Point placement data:

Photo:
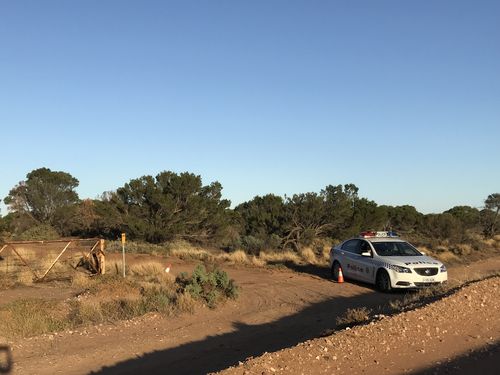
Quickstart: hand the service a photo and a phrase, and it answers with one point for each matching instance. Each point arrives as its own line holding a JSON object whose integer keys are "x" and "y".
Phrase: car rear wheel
{"x": 335, "y": 270}
{"x": 383, "y": 281}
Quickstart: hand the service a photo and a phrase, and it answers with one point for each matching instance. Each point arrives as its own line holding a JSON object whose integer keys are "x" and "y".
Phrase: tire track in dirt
{"x": 277, "y": 309}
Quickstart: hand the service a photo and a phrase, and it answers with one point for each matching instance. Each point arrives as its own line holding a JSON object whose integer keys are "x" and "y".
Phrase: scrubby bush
{"x": 208, "y": 286}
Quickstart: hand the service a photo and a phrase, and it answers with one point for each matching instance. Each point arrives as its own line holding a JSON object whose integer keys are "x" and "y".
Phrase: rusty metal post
{"x": 55, "y": 261}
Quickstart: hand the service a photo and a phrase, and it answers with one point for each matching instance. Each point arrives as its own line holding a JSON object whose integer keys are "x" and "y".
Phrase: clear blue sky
{"x": 401, "y": 98}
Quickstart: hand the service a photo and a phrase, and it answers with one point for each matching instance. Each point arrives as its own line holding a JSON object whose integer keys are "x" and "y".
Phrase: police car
{"x": 383, "y": 259}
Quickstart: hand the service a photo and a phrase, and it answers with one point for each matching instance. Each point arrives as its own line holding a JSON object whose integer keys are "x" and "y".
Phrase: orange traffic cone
{"x": 340, "y": 279}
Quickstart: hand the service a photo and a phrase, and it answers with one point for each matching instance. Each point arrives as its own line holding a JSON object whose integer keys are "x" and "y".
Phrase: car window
{"x": 365, "y": 247}
{"x": 351, "y": 246}
{"x": 395, "y": 249}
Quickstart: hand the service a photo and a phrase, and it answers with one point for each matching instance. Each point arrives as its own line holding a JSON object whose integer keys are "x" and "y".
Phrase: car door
{"x": 362, "y": 265}
{"x": 350, "y": 251}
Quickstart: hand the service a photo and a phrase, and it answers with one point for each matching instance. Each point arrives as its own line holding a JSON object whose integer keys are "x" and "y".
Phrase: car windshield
{"x": 389, "y": 249}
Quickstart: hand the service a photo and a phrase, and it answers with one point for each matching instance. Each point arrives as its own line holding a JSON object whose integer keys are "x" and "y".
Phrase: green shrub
{"x": 39, "y": 233}
{"x": 209, "y": 287}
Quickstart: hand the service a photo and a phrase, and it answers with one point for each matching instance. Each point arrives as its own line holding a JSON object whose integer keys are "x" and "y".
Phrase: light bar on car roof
{"x": 371, "y": 233}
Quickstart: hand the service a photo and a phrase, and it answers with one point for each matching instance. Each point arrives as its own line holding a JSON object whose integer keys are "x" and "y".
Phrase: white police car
{"x": 383, "y": 259}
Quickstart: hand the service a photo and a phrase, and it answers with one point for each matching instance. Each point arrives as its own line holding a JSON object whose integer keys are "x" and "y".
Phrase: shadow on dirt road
{"x": 221, "y": 351}
{"x": 5, "y": 359}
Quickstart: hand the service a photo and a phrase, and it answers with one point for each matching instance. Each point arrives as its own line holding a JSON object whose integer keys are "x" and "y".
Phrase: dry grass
{"x": 257, "y": 262}
{"x": 109, "y": 298}
{"x": 446, "y": 257}
{"x": 237, "y": 257}
{"x": 81, "y": 280}
{"x": 308, "y": 255}
{"x": 280, "y": 257}
{"x": 186, "y": 303}
{"x": 354, "y": 316}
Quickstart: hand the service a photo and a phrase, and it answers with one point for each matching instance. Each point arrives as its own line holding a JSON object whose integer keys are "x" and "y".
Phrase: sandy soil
{"x": 459, "y": 334}
{"x": 277, "y": 309}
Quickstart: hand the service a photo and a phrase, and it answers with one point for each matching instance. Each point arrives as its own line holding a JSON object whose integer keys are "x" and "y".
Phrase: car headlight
{"x": 400, "y": 269}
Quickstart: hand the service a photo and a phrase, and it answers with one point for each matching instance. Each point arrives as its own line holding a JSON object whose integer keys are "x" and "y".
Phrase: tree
{"x": 469, "y": 216}
{"x": 492, "y": 205}
{"x": 171, "y": 206}
{"x": 44, "y": 197}
{"x": 263, "y": 220}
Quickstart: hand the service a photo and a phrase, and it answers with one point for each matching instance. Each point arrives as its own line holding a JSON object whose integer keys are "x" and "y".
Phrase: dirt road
{"x": 277, "y": 309}
{"x": 459, "y": 334}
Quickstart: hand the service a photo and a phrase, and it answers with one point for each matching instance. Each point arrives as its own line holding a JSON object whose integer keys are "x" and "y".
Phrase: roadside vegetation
{"x": 110, "y": 298}
{"x": 176, "y": 215}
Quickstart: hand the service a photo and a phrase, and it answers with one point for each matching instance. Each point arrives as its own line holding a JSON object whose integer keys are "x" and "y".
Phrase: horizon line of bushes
{"x": 172, "y": 206}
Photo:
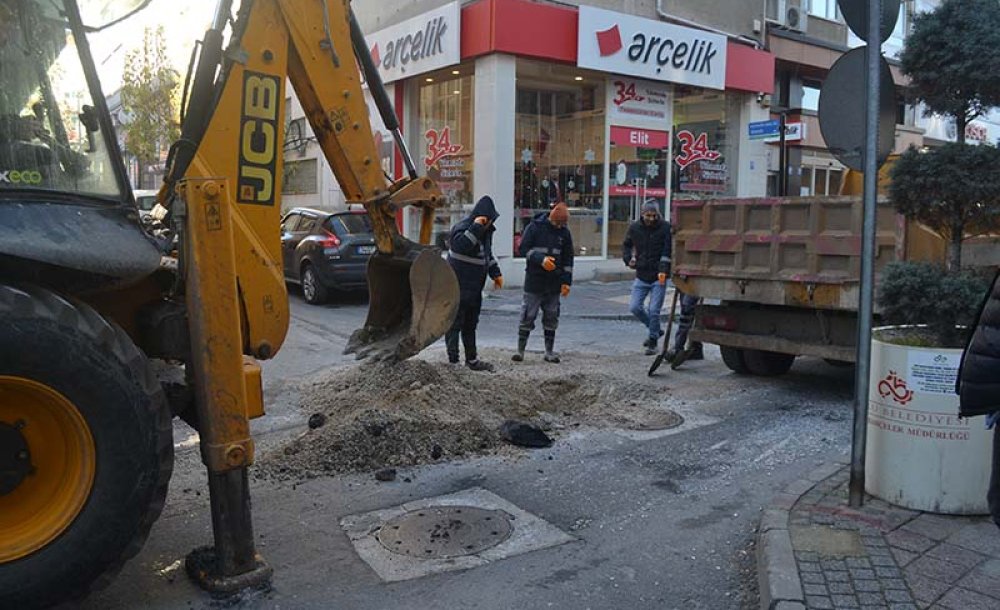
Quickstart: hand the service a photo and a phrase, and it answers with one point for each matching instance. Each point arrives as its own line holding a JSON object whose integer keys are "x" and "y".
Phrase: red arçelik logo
{"x": 609, "y": 41}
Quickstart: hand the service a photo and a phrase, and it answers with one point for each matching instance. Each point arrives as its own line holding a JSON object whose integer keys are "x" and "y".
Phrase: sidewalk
{"x": 588, "y": 300}
{"x": 815, "y": 552}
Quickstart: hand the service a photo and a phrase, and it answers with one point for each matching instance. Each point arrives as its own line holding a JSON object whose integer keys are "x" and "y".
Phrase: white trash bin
{"x": 920, "y": 454}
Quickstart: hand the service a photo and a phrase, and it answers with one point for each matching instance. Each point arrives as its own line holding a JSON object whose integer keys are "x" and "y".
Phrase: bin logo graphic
{"x": 895, "y": 386}
{"x": 609, "y": 41}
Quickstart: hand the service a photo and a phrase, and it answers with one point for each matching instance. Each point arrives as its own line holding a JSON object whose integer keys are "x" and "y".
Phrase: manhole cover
{"x": 445, "y": 531}
{"x": 652, "y": 420}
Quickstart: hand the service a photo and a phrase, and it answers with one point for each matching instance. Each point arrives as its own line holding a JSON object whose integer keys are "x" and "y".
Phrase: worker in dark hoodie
{"x": 471, "y": 257}
{"x": 547, "y": 247}
{"x": 647, "y": 250}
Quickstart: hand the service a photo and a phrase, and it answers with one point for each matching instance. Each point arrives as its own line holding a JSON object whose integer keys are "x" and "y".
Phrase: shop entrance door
{"x": 639, "y": 174}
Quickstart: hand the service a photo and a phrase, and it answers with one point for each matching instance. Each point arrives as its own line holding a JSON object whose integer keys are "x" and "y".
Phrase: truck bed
{"x": 783, "y": 251}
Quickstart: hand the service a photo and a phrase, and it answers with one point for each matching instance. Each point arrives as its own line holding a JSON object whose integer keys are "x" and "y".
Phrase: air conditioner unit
{"x": 796, "y": 19}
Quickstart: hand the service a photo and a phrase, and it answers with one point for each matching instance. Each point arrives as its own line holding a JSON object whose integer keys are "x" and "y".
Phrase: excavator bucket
{"x": 412, "y": 303}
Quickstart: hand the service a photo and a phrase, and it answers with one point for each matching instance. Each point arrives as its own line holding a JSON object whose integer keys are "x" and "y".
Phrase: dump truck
{"x": 779, "y": 277}
{"x": 108, "y": 332}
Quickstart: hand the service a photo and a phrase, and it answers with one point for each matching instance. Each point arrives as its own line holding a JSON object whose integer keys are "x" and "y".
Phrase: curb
{"x": 777, "y": 571}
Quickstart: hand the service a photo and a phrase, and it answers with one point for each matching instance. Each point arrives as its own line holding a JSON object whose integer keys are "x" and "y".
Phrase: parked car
{"x": 326, "y": 251}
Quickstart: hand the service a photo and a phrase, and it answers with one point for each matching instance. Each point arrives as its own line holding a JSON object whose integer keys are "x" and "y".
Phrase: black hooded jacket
{"x": 650, "y": 244}
{"x": 541, "y": 238}
{"x": 471, "y": 251}
{"x": 979, "y": 376}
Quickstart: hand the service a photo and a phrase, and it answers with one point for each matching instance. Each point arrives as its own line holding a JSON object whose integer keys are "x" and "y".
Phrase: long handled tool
{"x": 666, "y": 338}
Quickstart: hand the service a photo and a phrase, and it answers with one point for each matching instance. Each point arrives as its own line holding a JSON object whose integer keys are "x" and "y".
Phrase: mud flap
{"x": 412, "y": 303}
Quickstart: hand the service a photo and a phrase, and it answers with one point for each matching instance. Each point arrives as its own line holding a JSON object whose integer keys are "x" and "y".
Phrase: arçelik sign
{"x": 623, "y": 44}
{"x": 428, "y": 42}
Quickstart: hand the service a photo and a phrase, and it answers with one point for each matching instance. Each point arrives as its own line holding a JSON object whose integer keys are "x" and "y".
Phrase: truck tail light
{"x": 719, "y": 322}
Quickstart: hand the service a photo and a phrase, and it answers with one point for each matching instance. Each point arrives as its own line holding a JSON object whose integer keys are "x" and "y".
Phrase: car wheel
{"x": 733, "y": 357}
{"x": 313, "y": 290}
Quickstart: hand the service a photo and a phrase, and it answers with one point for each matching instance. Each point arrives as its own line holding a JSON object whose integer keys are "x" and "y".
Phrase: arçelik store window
{"x": 445, "y": 107}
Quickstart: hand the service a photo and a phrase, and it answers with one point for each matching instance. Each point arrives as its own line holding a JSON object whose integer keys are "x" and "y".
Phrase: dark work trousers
{"x": 993, "y": 495}
{"x": 686, "y": 321}
{"x": 466, "y": 321}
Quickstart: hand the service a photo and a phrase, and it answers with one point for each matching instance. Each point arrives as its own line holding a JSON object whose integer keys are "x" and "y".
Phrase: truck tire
{"x": 91, "y": 422}
{"x": 733, "y": 357}
{"x": 767, "y": 364}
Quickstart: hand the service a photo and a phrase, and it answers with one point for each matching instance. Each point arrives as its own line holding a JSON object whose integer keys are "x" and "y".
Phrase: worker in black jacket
{"x": 547, "y": 247}
{"x": 647, "y": 250}
{"x": 979, "y": 382}
{"x": 471, "y": 257}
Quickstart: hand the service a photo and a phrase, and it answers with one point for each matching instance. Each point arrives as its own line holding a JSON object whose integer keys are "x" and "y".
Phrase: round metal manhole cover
{"x": 439, "y": 532}
{"x": 652, "y": 420}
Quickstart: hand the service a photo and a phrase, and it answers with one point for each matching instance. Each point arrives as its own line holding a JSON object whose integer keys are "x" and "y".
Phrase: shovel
{"x": 666, "y": 338}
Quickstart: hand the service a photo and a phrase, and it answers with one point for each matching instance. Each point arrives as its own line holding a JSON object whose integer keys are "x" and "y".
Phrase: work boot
{"x": 550, "y": 342}
{"x": 522, "y": 344}
{"x": 479, "y": 365}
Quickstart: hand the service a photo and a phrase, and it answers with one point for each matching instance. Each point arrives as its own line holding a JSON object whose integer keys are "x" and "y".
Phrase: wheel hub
{"x": 15, "y": 459}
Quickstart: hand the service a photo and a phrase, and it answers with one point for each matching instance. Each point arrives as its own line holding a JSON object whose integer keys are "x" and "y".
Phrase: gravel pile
{"x": 379, "y": 415}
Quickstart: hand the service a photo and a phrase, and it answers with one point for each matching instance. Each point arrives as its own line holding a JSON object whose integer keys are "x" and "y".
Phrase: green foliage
{"x": 149, "y": 97}
{"x": 953, "y": 189}
{"x": 948, "y": 58}
{"x": 912, "y": 293}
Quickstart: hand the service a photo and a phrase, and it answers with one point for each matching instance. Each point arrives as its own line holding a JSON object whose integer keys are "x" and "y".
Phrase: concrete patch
{"x": 827, "y": 542}
{"x": 530, "y": 534}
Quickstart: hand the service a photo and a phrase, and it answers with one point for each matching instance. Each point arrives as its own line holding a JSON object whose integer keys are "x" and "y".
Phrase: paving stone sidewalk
{"x": 815, "y": 552}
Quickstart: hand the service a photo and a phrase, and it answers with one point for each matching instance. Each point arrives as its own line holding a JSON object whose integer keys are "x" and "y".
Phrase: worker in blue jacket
{"x": 470, "y": 255}
{"x": 547, "y": 247}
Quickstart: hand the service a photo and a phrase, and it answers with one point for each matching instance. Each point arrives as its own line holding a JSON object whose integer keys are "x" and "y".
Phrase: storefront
{"x": 534, "y": 103}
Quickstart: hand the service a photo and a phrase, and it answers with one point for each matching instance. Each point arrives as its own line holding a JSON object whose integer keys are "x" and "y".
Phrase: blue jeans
{"x": 651, "y": 316}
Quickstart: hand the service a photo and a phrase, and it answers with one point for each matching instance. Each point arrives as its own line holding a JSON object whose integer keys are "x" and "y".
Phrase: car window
{"x": 290, "y": 222}
{"x": 351, "y": 224}
{"x": 307, "y": 225}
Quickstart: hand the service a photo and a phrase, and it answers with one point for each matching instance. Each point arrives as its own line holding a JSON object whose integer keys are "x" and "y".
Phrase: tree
{"x": 949, "y": 58}
{"x": 954, "y": 190}
{"x": 149, "y": 99}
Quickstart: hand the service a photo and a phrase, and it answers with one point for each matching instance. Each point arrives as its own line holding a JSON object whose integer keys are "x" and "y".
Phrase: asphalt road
{"x": 661, "y": 520}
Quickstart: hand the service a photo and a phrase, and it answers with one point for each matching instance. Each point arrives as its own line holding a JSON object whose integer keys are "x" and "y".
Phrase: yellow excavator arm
{"x": 223, "y": 187}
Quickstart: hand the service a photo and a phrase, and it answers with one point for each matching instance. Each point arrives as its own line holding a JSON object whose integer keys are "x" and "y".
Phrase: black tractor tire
{"x": 767, "y": 364}
{"x": 313, "y": 290}
{"x": 70, "y": 348}
{"x": 733, "y": 358}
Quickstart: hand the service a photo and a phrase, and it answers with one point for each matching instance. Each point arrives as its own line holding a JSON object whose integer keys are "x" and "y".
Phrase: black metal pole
{"x": 866, "y": 296}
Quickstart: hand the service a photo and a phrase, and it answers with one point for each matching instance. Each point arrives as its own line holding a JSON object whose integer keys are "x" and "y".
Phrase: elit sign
{"x": 623, "y": 44}
{"x": 422, "y": 44}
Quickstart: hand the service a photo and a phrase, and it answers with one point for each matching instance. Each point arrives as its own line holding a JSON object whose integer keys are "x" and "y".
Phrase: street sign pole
{"x": 866, "y": 297}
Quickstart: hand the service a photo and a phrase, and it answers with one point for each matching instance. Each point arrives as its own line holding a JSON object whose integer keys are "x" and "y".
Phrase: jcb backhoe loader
{"x": 94, "y": 317}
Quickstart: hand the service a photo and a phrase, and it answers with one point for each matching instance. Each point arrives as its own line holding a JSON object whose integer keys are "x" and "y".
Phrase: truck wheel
{"x": 767, "y": 364}
{"x": 85, "y": 448}
{"x": 733, "y": 357}
{"x": 313, "y": 290}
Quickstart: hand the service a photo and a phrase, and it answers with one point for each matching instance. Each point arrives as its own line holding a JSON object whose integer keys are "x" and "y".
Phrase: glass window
{"x": 823, "y": 8}
{"x": 49, "y": 135}
{"x": 706, "y": 136}
{"x": 559, "y": 150}
{"x": 810, "y": 95}
{"x": 446, "y": 119}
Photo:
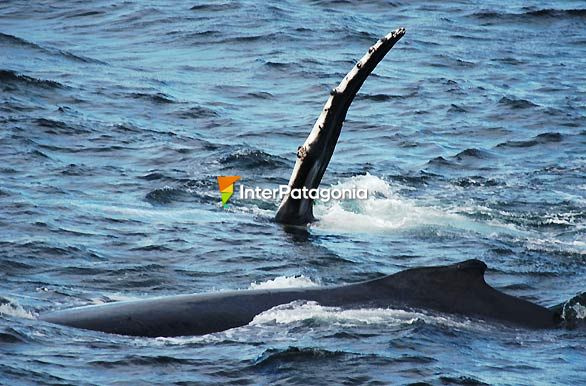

_Written task:_ Find every line in the data above that contains the word "truck" and copy each of those lines.

_Task answer:_
Phrase: truck bed
Phrase: dump truck
Phrase: truck tail light
Phrase: truck tire
Phrase: truck wheel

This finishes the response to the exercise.